Passage to read:
Since the late Ming Dynasty, issues related to family have been a challenge for missionaries and Chinese Christians alike. One of the first obstacles that many Chinese Christian converts were confronted with centered on ancestor “worship” and whether Christianity allowed rituals associated with this. The infamous Rites Controversy pitted Matteo Ricci’s Jesuits, who took an accommodationist position vis-à-vis Chinese ancestral rites, against Dominican and Franciscan missionaries, who successfully lobbied their case in Rome. Pope Clement xi officially banned such rituals for Chinese Catholics in 1704, which instigated the Kangxi Emperor to respond by banning missionaries who did not follow Ricci’s position. At the end of the Qing Dynasty, the veneration of ancestors was still a major concern for Chinese Christianity, but by this time Protestants had joined the debate. In the three large Protestant missionary conferences held in China in 1877, 1890, and 1907, “ancestor worship” occupied hours of debate and took up more space in the published proceedings of these conferences than any other topic.

By and large, Protestant missionaries condemned the “heathen ceremonies” connected to ancestors, such as bowing at graves or offering food and incense at ancestral halls, and encouraged Chinese Christians to steadfastly refuse to participate in these rituals. Spurning such activities was a contentious act, and early converts to Christianity in particular were often ostracized from their lineage and abused by relatives for forsaking their forefathers. Not only did many Chinese Christians reject certain ceremonies related to ancestors, they also often refused to contribute obligatory funds for lineage-based activities on the basis that their religious faith precluded this. The disposal of ancestral tablets by some Chinese Christians, often done in a performative fashion or by publicly handing them over to missionaries, further defined the chasm between Christian and non-Christian extended family members.

Christianity caused significant rupture to the Chinese family order not only at the lineage level but also within smaller family units, and particularly in terms of gendered familial roles. This is apparent in the articles in this special issue. It was not the original intent for this special issue to focus on gender issues in the history of Chinese Christianity, but four of the five papers do this. It is ironic, though not coincidental, that in China, typically (and historically) considered a very patriarchal society, much of the emphasis on making Christian families centered on women. Ideas related to the roles of females, such as gender equality, girls’ education, and companion marriage, were championed by churches decades before they were promoted by New Culture Movement urban intellectuals.

As shown by Anneke Stasson in the first article, the cultural and societal byproducts of Christianity were often revolutionary for Chinese Christians, particularly females. Churches encouraged converts to form new opinions and adopt new practices as daughters were educated and wives were given greater freedom. Christianity offered Chinese females new options that were not common in the traditional Chinese value system. For instance, Stasson shows how a disproportionate number of Chinese Christian females chose not to marry. Nearly three decades after the founding of Hwa Nan, a women’s college in Fuzhou, over 70 percent of the graduates (178 in total) had not married. Even though many missionary reports talk about female education as a primary way to prepare wives for male pastors and church members, it is clear that compared to traditional Chinese culture, Christianity placed females in an elevated position that afforded new freedoms which were transformational for many individuals.

Do this:
Answer these questions from the passage on Chinese Christianity and the family above:
(a) In what year did Pope Clement XI ban the ancestral rituals for Chinese Catholics?
(b) In which years were the three large Protestant missionary conferences in China held?
(c) In what city was the women's college Hwa Nan located?

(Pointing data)
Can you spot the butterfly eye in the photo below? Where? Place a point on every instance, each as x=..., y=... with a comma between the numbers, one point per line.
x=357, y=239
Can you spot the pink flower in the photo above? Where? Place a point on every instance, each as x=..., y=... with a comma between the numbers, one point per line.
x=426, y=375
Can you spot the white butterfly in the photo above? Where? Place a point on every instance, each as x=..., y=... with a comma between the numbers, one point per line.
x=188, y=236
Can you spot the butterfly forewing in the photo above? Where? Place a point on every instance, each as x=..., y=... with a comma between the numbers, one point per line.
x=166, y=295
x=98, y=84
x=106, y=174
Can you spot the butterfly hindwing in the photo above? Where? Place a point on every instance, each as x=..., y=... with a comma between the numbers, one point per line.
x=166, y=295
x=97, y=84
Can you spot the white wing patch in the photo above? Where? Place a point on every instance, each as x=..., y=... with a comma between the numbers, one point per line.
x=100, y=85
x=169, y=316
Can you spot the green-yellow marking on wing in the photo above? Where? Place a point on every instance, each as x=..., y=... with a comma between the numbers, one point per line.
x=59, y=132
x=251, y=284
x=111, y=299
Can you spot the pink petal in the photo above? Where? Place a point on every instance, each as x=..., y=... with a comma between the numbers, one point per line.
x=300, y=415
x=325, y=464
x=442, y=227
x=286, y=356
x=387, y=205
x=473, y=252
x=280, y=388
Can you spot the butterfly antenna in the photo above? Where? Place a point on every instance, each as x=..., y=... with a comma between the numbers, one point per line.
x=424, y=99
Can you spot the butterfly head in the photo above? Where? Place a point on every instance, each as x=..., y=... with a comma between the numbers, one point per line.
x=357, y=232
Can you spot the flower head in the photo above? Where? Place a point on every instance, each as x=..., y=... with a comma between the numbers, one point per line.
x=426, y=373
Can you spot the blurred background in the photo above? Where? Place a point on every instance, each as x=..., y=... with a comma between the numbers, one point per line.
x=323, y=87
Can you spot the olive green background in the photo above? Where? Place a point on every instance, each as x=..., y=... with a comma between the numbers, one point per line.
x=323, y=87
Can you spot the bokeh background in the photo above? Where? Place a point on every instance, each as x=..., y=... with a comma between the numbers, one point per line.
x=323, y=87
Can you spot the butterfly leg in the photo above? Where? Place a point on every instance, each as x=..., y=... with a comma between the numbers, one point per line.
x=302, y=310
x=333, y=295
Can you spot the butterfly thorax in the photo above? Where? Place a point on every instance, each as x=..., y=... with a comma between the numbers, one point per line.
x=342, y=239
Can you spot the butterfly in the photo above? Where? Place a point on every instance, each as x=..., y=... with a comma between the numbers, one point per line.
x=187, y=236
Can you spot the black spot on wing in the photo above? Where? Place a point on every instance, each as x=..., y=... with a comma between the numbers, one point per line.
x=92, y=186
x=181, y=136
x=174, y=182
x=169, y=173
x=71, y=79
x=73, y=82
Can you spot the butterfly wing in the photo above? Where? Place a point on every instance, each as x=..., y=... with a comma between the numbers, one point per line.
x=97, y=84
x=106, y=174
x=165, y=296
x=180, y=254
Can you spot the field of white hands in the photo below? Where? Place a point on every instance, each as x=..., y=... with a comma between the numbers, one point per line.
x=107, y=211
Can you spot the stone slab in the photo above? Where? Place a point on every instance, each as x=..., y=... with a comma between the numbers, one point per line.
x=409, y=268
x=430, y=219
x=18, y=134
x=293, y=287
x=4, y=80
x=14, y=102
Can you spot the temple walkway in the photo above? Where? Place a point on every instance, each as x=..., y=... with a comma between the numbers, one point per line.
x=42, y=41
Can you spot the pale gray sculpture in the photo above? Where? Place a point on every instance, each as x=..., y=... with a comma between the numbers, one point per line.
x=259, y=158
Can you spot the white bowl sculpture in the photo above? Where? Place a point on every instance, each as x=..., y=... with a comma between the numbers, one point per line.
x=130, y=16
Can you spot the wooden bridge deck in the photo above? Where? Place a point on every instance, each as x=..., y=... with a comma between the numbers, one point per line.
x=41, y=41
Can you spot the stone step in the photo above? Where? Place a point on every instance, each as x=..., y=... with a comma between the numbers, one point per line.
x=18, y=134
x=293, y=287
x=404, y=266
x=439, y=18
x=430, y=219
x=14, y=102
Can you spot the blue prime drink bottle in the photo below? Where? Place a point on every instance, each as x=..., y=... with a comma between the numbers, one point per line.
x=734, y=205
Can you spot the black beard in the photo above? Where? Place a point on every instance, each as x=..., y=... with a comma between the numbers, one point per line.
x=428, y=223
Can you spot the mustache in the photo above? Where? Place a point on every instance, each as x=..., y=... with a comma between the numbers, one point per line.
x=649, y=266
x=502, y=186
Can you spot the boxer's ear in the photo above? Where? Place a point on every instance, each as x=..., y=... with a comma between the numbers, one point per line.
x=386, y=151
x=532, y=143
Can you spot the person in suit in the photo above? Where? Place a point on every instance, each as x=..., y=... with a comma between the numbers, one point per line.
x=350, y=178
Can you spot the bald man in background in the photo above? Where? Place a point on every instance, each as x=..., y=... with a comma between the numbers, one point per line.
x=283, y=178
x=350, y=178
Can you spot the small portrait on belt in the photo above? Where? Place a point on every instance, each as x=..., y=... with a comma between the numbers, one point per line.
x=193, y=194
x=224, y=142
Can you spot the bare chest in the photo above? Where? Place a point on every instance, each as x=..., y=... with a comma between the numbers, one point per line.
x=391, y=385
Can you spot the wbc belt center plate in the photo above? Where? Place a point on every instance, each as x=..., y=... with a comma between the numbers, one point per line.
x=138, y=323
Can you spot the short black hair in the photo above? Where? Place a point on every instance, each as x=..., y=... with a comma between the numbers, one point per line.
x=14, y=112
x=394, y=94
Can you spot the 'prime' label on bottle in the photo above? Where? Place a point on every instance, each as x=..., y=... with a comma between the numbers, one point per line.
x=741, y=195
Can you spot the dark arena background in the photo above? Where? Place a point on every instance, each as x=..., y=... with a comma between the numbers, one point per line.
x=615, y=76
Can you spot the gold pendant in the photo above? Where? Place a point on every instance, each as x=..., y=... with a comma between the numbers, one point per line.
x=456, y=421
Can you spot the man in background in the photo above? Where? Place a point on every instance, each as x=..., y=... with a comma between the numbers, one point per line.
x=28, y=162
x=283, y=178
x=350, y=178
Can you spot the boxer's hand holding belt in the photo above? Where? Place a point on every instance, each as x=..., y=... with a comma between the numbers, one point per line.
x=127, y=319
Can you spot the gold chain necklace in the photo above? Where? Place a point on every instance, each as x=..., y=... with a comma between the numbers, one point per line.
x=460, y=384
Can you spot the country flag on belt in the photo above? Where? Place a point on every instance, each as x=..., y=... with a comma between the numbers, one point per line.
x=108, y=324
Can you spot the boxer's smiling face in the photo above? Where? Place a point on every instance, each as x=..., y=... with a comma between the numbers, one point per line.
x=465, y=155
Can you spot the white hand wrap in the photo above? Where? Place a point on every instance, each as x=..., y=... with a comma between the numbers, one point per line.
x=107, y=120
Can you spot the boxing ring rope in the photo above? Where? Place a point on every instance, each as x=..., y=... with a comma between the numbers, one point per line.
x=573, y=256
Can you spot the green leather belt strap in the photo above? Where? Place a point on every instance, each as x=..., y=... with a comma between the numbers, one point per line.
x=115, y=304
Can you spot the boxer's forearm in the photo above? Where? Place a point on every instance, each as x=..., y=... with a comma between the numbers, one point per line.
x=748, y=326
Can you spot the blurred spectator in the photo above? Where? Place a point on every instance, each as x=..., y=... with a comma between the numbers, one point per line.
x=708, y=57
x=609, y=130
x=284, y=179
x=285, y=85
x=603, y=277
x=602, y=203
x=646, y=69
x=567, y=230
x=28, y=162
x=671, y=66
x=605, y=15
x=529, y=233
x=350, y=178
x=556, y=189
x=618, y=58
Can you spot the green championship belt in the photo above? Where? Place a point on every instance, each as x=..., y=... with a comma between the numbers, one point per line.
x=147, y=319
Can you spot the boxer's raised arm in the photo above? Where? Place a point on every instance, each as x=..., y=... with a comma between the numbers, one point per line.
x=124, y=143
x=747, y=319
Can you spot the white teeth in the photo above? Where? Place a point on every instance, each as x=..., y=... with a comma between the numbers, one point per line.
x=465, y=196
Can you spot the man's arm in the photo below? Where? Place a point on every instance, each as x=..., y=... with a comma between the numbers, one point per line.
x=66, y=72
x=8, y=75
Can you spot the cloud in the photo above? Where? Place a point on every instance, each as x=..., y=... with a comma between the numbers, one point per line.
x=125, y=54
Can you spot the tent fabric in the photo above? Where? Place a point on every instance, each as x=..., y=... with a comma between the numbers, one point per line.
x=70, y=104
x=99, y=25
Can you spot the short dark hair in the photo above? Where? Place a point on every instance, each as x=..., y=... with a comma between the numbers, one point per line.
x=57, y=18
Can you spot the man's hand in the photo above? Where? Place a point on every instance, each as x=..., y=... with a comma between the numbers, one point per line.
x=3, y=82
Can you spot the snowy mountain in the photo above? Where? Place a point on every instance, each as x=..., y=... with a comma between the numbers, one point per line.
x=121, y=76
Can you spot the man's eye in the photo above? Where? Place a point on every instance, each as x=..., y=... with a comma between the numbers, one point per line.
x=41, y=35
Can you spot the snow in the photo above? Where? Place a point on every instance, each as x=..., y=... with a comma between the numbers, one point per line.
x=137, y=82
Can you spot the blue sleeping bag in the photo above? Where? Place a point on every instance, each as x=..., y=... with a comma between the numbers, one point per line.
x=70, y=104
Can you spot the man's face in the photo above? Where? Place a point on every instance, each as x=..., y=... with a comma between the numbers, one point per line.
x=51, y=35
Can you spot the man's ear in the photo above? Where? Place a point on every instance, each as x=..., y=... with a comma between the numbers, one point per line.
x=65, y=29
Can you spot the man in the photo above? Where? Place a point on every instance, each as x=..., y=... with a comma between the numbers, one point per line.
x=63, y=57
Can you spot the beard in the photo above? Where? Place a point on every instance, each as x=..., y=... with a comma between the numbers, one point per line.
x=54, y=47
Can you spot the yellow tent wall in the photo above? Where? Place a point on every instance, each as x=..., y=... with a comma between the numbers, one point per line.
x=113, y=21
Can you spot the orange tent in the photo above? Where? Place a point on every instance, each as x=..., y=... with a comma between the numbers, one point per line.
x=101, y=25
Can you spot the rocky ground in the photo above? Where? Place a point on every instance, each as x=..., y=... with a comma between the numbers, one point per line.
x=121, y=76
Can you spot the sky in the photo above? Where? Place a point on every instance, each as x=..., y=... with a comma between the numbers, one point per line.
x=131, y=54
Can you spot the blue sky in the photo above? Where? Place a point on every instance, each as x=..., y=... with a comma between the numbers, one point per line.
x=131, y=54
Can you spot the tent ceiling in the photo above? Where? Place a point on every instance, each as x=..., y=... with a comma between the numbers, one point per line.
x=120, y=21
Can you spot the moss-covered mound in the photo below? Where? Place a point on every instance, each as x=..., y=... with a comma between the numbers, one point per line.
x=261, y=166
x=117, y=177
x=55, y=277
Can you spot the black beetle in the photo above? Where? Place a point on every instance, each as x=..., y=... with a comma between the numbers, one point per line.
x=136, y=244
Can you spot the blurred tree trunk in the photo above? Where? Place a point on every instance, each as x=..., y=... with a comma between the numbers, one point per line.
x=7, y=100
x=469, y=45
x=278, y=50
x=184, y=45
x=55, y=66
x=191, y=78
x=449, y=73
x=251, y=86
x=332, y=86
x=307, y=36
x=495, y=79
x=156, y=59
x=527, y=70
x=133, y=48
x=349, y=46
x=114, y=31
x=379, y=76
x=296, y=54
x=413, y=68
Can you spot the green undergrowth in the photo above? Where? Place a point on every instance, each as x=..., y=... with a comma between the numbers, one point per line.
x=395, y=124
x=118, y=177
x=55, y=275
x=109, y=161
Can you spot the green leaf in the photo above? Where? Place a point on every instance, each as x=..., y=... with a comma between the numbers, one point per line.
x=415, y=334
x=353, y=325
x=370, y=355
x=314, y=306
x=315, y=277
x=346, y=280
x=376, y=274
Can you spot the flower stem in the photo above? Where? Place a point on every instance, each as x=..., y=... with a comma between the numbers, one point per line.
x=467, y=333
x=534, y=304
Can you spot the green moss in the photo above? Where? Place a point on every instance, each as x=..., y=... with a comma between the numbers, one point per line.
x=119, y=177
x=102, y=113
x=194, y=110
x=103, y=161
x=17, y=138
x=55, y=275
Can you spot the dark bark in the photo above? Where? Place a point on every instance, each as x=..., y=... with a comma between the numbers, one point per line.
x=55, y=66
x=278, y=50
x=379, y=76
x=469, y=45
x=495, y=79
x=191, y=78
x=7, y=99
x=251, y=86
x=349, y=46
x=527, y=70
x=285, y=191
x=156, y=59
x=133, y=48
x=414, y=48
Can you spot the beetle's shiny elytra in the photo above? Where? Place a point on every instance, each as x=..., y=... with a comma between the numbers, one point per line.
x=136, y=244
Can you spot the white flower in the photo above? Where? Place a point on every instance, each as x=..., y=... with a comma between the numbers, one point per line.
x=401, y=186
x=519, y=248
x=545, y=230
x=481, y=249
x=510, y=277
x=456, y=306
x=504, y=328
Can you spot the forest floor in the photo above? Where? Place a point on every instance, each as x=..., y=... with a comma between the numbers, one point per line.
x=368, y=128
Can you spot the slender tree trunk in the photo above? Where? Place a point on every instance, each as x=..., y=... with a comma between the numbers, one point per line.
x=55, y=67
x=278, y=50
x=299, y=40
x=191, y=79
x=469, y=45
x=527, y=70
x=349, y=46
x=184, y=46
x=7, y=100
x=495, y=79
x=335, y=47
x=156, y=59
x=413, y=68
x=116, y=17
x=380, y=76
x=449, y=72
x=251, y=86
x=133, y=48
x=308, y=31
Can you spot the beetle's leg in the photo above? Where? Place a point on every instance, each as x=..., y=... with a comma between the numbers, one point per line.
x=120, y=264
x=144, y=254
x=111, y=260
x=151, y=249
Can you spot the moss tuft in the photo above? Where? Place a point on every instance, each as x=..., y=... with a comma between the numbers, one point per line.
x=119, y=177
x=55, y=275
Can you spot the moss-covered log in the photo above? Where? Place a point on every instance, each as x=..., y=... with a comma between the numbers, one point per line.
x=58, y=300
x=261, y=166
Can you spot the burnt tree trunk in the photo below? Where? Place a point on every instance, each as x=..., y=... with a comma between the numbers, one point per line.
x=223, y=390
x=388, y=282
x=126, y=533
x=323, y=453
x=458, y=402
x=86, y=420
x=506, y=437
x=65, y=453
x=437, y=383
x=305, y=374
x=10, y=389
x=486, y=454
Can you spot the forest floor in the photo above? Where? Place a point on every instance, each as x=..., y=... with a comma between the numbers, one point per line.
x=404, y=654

Response to the exercise:
(a) 1704
(b) 1877, 1890, and 1907
(c) Fuzhou